## LISTED ENTRIES
##########

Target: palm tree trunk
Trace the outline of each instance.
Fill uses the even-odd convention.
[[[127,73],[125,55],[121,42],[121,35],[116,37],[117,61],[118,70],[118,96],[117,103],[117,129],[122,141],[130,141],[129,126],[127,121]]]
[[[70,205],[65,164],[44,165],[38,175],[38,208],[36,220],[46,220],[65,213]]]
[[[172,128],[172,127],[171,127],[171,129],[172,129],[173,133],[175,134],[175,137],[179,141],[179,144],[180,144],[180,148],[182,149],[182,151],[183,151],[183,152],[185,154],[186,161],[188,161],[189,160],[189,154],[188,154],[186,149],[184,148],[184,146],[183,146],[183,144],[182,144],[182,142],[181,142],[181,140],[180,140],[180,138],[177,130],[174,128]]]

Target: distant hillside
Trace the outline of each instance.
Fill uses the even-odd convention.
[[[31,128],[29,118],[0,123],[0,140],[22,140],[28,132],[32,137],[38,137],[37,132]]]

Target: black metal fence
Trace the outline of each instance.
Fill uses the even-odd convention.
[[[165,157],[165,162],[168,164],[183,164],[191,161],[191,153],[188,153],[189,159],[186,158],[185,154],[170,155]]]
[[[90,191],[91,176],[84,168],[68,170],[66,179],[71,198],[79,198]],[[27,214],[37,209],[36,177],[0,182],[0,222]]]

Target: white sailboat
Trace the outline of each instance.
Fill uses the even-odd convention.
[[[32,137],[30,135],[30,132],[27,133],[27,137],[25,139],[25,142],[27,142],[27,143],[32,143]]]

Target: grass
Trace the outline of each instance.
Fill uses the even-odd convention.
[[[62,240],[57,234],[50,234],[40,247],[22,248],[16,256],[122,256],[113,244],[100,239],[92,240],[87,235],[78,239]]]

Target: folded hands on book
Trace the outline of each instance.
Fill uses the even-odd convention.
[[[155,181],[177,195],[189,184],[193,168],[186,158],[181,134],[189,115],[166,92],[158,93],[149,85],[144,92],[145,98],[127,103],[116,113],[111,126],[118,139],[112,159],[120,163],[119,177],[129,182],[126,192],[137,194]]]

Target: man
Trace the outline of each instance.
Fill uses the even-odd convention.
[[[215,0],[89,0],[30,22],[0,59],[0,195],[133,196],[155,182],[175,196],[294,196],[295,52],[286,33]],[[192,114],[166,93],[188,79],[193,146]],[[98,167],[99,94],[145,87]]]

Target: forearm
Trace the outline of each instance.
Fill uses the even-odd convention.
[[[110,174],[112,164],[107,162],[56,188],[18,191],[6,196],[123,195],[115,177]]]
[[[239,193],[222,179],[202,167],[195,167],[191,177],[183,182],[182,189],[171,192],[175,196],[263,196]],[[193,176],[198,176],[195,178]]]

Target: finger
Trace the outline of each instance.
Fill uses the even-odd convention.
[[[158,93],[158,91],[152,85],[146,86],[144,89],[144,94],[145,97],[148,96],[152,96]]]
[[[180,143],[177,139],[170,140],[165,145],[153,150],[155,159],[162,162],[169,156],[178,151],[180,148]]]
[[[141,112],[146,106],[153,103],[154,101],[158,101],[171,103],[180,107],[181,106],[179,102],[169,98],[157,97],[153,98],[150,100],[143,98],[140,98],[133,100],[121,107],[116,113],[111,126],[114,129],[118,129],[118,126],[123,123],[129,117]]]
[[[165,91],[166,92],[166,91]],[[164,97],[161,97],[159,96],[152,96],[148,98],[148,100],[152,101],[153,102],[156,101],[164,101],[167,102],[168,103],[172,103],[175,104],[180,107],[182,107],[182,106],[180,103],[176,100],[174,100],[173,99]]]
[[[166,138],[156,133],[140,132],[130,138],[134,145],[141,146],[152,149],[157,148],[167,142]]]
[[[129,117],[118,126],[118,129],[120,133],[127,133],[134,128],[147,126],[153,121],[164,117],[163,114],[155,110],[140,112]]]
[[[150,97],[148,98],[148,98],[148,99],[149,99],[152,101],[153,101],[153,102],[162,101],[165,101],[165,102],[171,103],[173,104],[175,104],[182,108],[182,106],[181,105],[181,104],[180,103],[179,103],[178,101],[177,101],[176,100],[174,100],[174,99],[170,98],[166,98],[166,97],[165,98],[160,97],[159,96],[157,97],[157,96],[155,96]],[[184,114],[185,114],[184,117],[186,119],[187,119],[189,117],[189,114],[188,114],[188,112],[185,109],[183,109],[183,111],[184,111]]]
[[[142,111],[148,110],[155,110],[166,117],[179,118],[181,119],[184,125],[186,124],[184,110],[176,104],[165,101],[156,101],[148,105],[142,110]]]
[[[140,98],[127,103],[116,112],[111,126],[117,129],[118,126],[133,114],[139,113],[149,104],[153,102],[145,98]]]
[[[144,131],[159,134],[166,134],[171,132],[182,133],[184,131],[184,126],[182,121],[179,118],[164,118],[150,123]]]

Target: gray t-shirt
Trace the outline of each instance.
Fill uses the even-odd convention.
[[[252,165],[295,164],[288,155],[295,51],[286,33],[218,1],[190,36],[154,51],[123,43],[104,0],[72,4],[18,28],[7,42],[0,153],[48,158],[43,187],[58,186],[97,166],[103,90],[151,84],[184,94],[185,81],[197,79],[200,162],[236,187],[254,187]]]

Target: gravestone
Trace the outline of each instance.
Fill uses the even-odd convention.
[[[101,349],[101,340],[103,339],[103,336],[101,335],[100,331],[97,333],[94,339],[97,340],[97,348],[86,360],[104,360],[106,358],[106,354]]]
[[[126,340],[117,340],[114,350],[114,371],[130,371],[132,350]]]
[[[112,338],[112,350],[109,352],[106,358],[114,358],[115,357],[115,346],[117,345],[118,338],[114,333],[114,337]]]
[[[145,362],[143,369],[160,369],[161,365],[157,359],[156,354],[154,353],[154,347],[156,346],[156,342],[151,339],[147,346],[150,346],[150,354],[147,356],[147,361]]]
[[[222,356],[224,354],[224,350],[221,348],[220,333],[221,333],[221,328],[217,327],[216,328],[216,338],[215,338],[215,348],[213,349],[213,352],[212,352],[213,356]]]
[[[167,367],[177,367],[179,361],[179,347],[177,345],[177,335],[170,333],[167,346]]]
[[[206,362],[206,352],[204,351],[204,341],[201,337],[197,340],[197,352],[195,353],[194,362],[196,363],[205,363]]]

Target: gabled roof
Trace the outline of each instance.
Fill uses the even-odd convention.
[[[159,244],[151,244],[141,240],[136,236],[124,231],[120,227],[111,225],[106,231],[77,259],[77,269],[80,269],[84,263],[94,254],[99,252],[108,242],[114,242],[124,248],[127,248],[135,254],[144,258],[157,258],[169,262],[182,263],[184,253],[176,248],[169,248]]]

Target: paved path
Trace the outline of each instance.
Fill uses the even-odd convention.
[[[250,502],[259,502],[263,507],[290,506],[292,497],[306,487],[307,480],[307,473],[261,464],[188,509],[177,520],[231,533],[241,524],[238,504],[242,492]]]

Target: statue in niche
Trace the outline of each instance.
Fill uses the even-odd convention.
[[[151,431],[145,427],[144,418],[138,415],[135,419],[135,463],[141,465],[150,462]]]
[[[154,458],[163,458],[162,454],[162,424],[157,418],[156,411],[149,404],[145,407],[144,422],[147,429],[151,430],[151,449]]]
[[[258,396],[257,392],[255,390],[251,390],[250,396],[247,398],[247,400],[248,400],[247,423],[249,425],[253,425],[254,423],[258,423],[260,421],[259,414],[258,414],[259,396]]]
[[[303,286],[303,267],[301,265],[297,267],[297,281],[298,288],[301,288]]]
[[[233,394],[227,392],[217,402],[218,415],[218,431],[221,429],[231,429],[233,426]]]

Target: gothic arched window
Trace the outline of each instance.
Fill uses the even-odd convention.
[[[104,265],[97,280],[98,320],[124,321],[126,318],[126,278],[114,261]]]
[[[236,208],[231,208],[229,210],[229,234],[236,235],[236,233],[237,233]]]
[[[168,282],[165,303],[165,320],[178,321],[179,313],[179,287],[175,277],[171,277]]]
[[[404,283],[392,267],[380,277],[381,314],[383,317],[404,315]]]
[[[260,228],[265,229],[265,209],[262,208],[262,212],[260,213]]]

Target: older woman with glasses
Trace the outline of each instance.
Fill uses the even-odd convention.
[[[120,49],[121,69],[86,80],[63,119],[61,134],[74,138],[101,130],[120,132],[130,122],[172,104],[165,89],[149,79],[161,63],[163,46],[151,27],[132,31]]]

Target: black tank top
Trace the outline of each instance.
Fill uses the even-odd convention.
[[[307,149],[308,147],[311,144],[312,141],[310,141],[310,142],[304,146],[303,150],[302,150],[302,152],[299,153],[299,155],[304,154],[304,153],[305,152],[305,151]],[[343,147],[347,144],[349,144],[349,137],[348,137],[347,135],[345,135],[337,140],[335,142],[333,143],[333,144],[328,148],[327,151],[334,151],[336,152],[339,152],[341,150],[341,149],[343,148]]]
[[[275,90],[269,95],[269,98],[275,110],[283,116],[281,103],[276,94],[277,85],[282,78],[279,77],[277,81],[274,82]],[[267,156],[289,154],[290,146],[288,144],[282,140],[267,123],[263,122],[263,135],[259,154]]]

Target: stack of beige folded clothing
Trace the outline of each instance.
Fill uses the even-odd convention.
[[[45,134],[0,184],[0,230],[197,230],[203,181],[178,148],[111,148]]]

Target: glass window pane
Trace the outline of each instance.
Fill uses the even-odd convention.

##########

Render the part of the listing that starts with the line containing "Target: black tank top" and runs through the end of the listing as a JSON list of strings. Use one string per line and omit blank lines.

## ANSWER TO THE PROBLEM
[
  "Target: black tank top",
  "Trace the outline of each instance.",
  "Fill uses the even-odd convention.",
  "[[[307,149],[308,147],[311,144],[312,141],[310,141],[310,142],[304,146],[303,150],[302,150],[302,152],[299,153],[299,155],[304,154],[304,153],[305,152],[305,151]],[[343,147],[347,144],[349,144],[349,137],[348,137],[347,135],[345,135],[337,140],[335,142],[333,143],[333,144],[328,148],[327,151],[334,151],[336,152],[339,152],[341,150],[341,149],[343,148]]]",
  "[[[275,90],[269,95],[269,98],[275,110],[283,116],[281,103],[276,94],[277,85],[282,78],[279,77],[277,81],[274,82]],[[267,156],[289,154],[290,146],[288,144],[282,140],[267,123],[263,122],[263,135],[259,154]]]",
  "Target: stack of beige folded clothing",
  "Trace the outline of each instance.",
  "Fill uses the even-odd convention.",
  "[[[45,134],[0,184],[0,230],[197,230],[203,181],[178,148],[111,148]]]",
  "Target: glass window pane",
  "Trace the outline of each instance.",
  "Fill uses the even-odd convention."
]